'''

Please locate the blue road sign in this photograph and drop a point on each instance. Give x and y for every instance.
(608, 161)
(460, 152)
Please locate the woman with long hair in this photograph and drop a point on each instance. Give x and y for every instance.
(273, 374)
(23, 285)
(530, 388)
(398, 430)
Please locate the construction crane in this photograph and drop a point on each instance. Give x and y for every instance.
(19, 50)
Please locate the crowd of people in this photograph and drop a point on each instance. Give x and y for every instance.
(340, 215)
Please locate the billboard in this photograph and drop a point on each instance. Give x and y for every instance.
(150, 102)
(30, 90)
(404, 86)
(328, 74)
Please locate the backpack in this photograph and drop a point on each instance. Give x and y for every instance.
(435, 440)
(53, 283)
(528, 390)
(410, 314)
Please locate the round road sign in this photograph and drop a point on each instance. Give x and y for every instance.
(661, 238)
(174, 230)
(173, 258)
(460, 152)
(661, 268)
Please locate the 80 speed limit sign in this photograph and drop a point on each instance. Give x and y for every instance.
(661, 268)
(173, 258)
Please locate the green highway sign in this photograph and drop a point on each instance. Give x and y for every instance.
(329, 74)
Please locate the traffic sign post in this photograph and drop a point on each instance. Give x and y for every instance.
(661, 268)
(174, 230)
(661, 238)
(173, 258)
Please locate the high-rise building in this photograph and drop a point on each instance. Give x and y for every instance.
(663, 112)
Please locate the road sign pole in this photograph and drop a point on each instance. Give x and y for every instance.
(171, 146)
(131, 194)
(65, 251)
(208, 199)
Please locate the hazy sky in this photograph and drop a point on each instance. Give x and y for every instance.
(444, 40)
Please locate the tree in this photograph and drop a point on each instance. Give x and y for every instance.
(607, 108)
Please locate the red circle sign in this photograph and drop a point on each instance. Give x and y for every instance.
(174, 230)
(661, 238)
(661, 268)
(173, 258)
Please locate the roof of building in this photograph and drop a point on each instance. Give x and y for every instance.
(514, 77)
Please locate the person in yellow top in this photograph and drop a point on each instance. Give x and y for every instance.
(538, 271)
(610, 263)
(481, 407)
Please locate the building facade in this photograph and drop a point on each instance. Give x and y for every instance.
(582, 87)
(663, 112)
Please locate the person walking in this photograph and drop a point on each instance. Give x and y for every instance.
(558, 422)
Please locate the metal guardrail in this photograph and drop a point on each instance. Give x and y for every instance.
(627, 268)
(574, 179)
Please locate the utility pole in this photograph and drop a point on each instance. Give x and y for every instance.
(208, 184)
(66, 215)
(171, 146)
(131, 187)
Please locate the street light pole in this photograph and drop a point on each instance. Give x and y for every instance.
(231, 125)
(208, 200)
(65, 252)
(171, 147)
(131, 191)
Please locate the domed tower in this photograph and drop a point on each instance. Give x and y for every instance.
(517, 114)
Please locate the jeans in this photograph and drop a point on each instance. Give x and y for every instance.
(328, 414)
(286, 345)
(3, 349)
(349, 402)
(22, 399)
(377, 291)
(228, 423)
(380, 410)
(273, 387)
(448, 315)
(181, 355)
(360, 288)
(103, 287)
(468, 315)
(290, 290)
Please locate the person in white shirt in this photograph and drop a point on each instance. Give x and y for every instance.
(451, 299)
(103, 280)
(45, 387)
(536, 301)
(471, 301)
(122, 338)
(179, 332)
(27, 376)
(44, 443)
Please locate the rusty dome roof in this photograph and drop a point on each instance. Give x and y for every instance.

'''

## What is expected
Please make an exact copy of the entries, down to the last character.

## Solution below
Please locate the blue road sign in this photograph and drop a point on each instance. Give x and y for every instance.
(608, 161)
(460, 152)
Please locate the woman with long hair in this photograph and drop a point on each instance. Give x and y for every instance.
(273, 374)
(23, 285)
(530, 388)
(398, 430)
Please locate the construction crane in this photograph and drop a point on each instance. Give x and y for every instance.
(19, 50)
Please locate the crowd of people in this photograph and drop a point on each instance. Give x and y for every instance.
(340, 215)
Please locate the billboard in this photograph and drop a point on each instance. Give x and y for every instance.
(150, 102)
(30, 90)
(404, 86)
(328, 74)
Please locate the backpack in this photograph and drop a point on each instance. Give x and y for every instance.
(435, 440)
(53, 283)
(528, 390)
(410, 314)
Please locate the round road sign in this photograph and drop a point on each instance. Give x and y for every instance.
(661, 238)
(174, 230)
(173, 258)
(460, 152)
(661, 268)
Please locate the 80 speed limit sign in this photograph and drop a point on each instance. Give x and y for every instance.
(661, 268)
(173, 258)
Please locate the green highway sign in this photograph and drop a point on each instance. Give x and y for every instance.
(329, 74)
Please locate the traffic sign post in this photograph and drop a point on each instance. Give x and y for every instance.
(661, 268)
(174, 230)
(661, 238)
(173, 258)
Please locate the high-rise building in this photograph and drop a point on each instance. Give x and y for every instance.
(663, 112)
Please locate the road sign pole in this photograph and drop a point on each instance. Give x and y for every instance.
(171, 146)
(131, 194)
(65, 251)
(208, 199)
Please locate the hazy sky in this photograph and drop a point on each instance. Give x and y for every instance.
(444, 40)
Please locate the tree in this photograph and drop a point on each instance. Give x and y for every instance.
(607, 108)
Please locate the red circle sign in this photograph and drop a point on each instance. Give x and y for every instance.
(174, 230)
(661, 238)
(661, 268)
(173, 258)
Please locate the roof of building in this photograph and drop a point on each instance. Give x and y for every instance.
(514, 77)
Please locate the person in yellow top in this photograph and drop a point on each instance. Give x and y for every instance.
(538, 271)
(610, 263)
(481, 407)
Please locate the building facade in this photograph and drop a point on each instance. Give x and y for every instance.
(582, 87)
(663, 112)
Please locate the person walking in this photograph and drop a point on each instance. Give x and y for every instance.
(558, 422)
Please locate the metal guardrail in this photograph and drop a point on each instance. Give x and y for every instance.
(627, 268)
(574, 179)
Please locate the utility pole in this photograph and drop a point on each instance. Give x and y for every instance.
(208, 184)
(66, 215)
(171, 146)
(131, 187)
Please locate the street light pole in this photograph and drop a point on each instance. Give x and y for every instance.
(231, 125)
(208, 200)
(65, 252)
(171, 147)
(131, 191)
Please locate the domed tower in this photograph and drop a point on each instance. Give x and y for every instance.
(517, 114)
Please locate the jeans in this photograph and drop a point on each instance. Give x and y for every instance.
(328, 414)
(286, 345)
(3, 349)
(349, 402)
(22, 399)
(377, 291)
(228, 423)
(380, 410)
(273, 387)
(448, 315)
(181, 355)
(360, 288)
(103, 287)
(468, 315)
(290, 290)
Please locate the person in white shirt in this photograph and drop a point on each instance. Give x and y for every instance.
(451, 299)
(103, 280)
(45, 387)
(536, 301)
(471, 301)
(122, 338)
(179, 332)
(27, 376)
(44, 443)
Please locate the rusty dome roof in this photograph and drop a point on each instance. Give x and y for every instance.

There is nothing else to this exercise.